Notre Seigneur rock, vous qui prenez tant et en rendez si peu. Ou alors pas pour des prunes. Qu'un seul exemplaire de Oar parvienne dans vos esgourdes. Et qu'Alexander «Skip» Spence (1943-1999) repose enfin en paix. Avec sa cohorte de fantômes.

 

Sérieusement, la ligne est mince entre héros fracassés (Syd Barrett) et losers complets, sans même la décence d'un entrefilet en page dix.

 

Skip Spence appartient à la seconde catégorie. Sans rémission. Sans que son passé d'ex Jefferson  Airplane-Quicksilver-Moby Grape ne soit pris en compte dans le dossier.

 

Tout juste quelques-uns se souviendront du schizophrène violent, capable de démolir un studio à la hache. Et de son disque réputé inécoutable. En tout cas prouvé invendable. Terrible coup de boule dans la bouille joufflue du Woodstockien moyen.

 

Le brouillard s'est un peu levé, le temps d'écrire ces quelques lignes. Encore un jour bien gris. Envie de s'égarer dans les rues, de laisser son esprit errer au hasard de l'urbanisme miteux. Ou d'une compagnie de CRS en villégiature sociale.

 

Un disque de hasard. Plus sérieusement, on en a entendu des galettes de naufragés, Barrett, Peter Green, Nick Drake, tout un tas de gens qui perdaient sérieusement les pédales. En essayant, encore un peu, de coordonner leur effort en quelque chose de viable. Et pour forcer le trait, Roky Erickson est un vieux familier, jusqu'à Wilburne Burchette et ses filtres de sorcier, en passant par Peter «Lucifer» Walker....

 

Au-delà du monde terrifiant de la dépression, et quand toutes les balises se sont fait la malle, s'assoir au bord de la route. En aboyant à la lune, si possible. Confondre le jour et la nuit, c'est juste un début. Quand la vie reste coincée au niveau du regard, il faut enfiler les bottes, et commencer à sortir du marais. Sous peine de noyade.

 

Mais des colis comme Oar, franchement... La chair raclée jusqu'à l'os, tout juste les nerfs et les muscles, pour animer un country blues ou règne surtout le valium.  Nous voici au lendemain d'une énième crise de nerfs, quand la pendule n'a plus d'autre fonction qu'une figurative illusion de confort matériel.

 

Le miracle (non homologué) c'est qu'ici tout tient debout, alors qu'on sent un auteur à bout de force, un Spence vaincu par ses démons. Qui chante comme s'il avait enfin franchi le point de non retour.

Quelque part dans sa nuit, une idée a réussi à percuter les neurones encore debout, la faible lumière agit comme un serveur à sens unique.

Données fournies
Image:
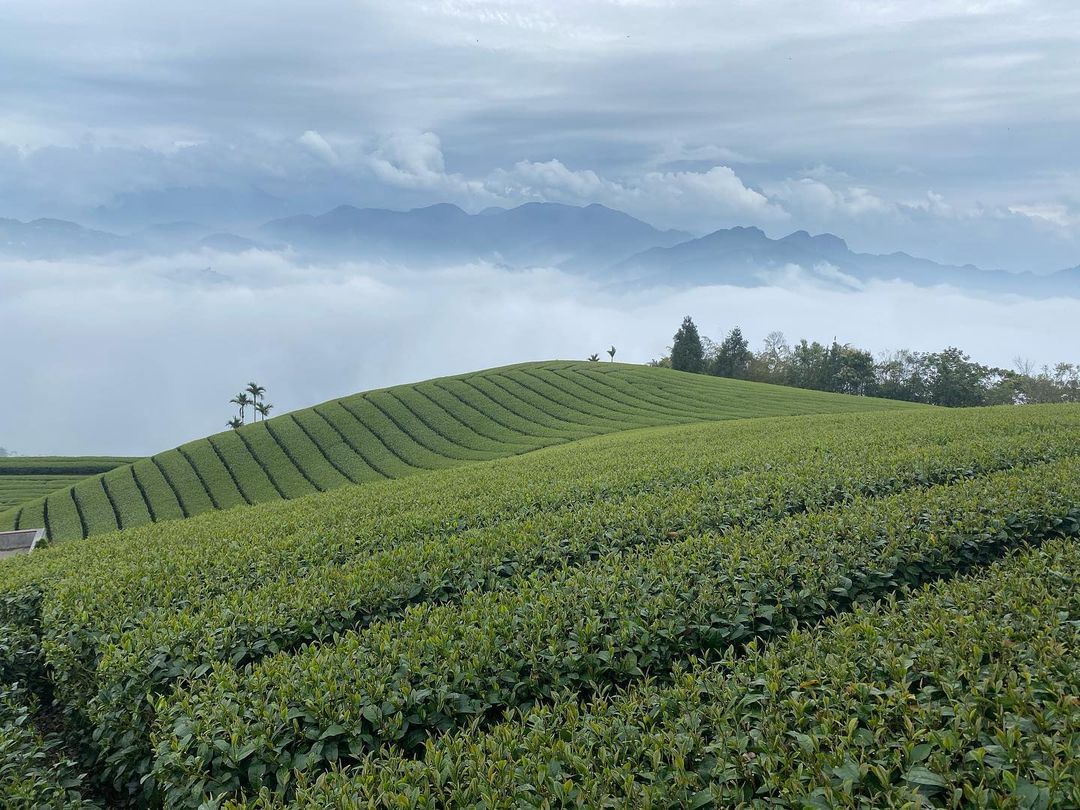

Travail demandé
1) Dites si chacune des affirmations suivantes concorde avec le texte sur Skip Spence, en répondant par oui ou non et en citant mot pour mot le passage décisif. (a) Skip Spence est rangé parmi les héros fracassés comme Syd Barrett. (b) Le disque de Spence est présenté comme prouvé invendable. (c) Le jour où ces lignes sont écrites est un jour ensoleillé.
2) Poursuivez le texte sur Skip Spence à partir de sa dernière phrase, s'il vous plaît.

Réponses fournies
1)
(a) Non : « Skip Spence appartient à la seconde catégorie. »
(b) Oui : « En tout cas prouvé invendable. »
(c) Non : « Encore un jour bien gris. »

2)
Écrasé de douleur, le minimalisme s'est emparé d'une guitare acoustique qui égrène des mélodies simples, à l'extraordinaire pouvoir décapant. Chaque geste, chaque intonation pèse un peu plus lourd dans la balance mentale.

 

Jusqu'à l'effondrement final. Le long Grey Afro, ou quand le métabolisme rend les armes. On y entend un homme renoncer au bon sens, agoniser de folie, comme s'il rampait dans une flaque de son sang.

 

La camisole de Monsieur est avancée. À conseiller si vous avez déjà vu l'autre côté de prés.

 

Laurent

 

http://www.austinchronicle.com/binary/a28753e1/music_feature-2403.jpeg

J’ai longtemps couru après la poésie déjantée et cramée d’un Syd Barrett, scrutant et décortiquant toutes les compilations et albums semi-officiels du leader des Floyd pour y trouver ces zones d’ombre qui emplissent nos subconscients. Jusqu’à ce matin frais où je suis tombé sur cette pochette maladive et délurée d’Oar, unique opus solo d’un Skip Spence torché aux amphet’ et autres substances qui font flipper la bonne morale. Avec cette sensation d’avoir une bombe entre les mains.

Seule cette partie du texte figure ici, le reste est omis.